-- START Source data --

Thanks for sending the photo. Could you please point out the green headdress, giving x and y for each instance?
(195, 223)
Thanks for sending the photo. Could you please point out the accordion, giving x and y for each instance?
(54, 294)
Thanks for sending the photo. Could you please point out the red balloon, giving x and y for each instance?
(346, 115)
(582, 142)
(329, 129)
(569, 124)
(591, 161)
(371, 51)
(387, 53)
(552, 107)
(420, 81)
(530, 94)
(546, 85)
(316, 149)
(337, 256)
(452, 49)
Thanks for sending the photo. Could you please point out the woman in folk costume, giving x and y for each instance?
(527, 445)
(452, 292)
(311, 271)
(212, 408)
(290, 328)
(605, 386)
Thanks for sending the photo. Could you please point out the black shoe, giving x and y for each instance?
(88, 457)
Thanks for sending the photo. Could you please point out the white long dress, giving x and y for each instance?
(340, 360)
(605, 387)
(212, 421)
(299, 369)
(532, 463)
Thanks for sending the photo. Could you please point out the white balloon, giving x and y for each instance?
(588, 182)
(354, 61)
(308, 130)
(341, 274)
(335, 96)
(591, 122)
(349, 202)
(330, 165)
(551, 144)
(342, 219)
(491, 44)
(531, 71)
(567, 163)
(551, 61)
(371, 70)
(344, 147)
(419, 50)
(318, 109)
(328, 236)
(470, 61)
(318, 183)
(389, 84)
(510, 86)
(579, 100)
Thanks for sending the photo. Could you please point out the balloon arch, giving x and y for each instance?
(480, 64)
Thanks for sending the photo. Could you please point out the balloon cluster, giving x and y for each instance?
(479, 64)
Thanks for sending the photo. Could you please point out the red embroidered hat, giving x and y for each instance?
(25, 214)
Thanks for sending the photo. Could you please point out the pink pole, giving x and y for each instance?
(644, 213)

-- END Source data --

> **Task goal**: Recast the part of the records that opens with the line containing "shoe, giving x and y for each instance?" and closes at the end of the records as a numbered list, omitting any blank lines.

> **The completed task**:
1. Thanks for sending the photo. Could you please point out the black shoe, giving x and y for each instance?
2. (88, 457)
3. Thanks for sending the photo. Could you please point out the white long dress, giving x and y for each instance?
4. (340, 360)
5. (605, 387)
6. (212, 421)
7. (299, 369)
8. (532, 463)
9. Thanks for sending the photo. Could you please point out the white balloon, giving x and y for each instance?
10. (588, 182)
11. (354, 61)
12. (308, 130)
13. (341, 274)
14. (335, 96)
15. (591, 122)
16. (349, 202)
17. (330, 165)
18. (551, 144)
19. (342, 219)
20. (491, 44)
21. (531, 71)
22. (567, 163)
23. (551, 61)
24. (371, 70)
25. (344, 147)
26. (419, 50)
27. (318, 109)
28. (328, 236)
29. (470, 61)
30. (318, 183)
31. (389, 84)
32. (510, 86)
33. (579, 100)
34. Thanks for sending the photo. Could you please point out the balloon arch, giving x and y for each instance?
35. (480, 64)
36. Thanks for sending the photo. Could you please point out the balloon cluster, giving x and y for each instance?
37. (479, 64)
38. Thanks for sending the photo. Could you please point out the red embroidered hat, giving x and y for each instance?
39. (25, 214)
40. Thanks for sending the photo. Could you please point out the pink pole, giving x and y for each instance?
41. (644, 213)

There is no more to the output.